And the ritual of having a
Nativity scene, and bringing the little statues of the shepherds
closer and closer as December unwound, with the Wise Men a bit
behind them . . .
It was that Christmas, in 1961,
that I first realized the magic of Counting Down the Days.
Mostly, however, I was counting
the days until Disney's "Babes in Toyland" would be
released! Now, as we all know, the Disney merchandising department
goes for the kill whenever they can. Thus, I can attest, has
it ever been. The campaign for the December 1961 release of
"Babes in Toyland" had been going on at least since
June of that year. I know this to be true, having been there,
and especially having been "Babes in Toyland" crazy
that Summer.
Specifically, I remember being
taken by my grandmother (Dad's mom) to visit her mother - Grandma
Walsh. This would have probably been May or June of '61. As
on all such visits Grandma Walsh would bring out a basket full
of strange little toys, presumably to occupy me while they conversed.

* * * * *

• _Aim A_:
Decide whether each statement below agrees with the Christmas 1961 excerpt. For each, answer yes or no and quote the deciding words.
(i) In the Nativity scene, the Wise Men were placed ahead of the shepherds.
(ii) The campaign for the December 1961 release of "Babes in Toyland" had been running at least since June of that year.
(iii) The grandmother who took the narrator to visit Grandma Walsh was the narrator's mother's mother.
• _Aim B_:
According to the Christmas 1961 excerpt, what did Grandma Walsh bring out on visits?

* * * * *

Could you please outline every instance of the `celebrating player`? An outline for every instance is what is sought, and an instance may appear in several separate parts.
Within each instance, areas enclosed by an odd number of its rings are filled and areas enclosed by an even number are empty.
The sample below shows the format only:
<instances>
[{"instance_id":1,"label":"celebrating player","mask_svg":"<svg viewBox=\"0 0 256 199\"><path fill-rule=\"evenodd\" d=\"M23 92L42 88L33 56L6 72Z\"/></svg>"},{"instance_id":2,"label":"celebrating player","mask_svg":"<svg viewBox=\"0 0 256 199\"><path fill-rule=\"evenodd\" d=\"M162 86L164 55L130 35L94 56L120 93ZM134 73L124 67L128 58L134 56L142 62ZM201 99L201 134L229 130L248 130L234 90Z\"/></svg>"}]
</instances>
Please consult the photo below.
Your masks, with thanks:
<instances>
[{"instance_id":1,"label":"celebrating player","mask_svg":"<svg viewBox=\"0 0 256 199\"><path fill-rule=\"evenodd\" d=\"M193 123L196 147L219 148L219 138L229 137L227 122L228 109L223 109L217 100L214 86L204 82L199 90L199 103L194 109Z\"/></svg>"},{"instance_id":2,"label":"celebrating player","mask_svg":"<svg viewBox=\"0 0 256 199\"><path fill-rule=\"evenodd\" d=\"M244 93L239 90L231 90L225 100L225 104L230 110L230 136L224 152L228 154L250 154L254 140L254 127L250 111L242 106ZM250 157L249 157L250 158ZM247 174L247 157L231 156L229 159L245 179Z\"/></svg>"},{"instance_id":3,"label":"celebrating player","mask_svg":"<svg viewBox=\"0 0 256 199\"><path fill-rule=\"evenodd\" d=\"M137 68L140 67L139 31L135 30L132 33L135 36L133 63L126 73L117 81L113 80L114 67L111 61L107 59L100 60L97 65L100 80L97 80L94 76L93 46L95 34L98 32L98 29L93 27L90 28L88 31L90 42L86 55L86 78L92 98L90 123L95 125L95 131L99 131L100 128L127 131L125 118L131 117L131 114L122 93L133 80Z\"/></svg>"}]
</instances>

* * * * *

• _Complete response A_:
(i) No: "with the Wise Men a bit behind them"
(ii) Yes: "had been going on at least since June of that year"
(iii) No: "my grandmother (Dad's mom)"

• _Complete response B_:
She brought out a basket full of strange little toys.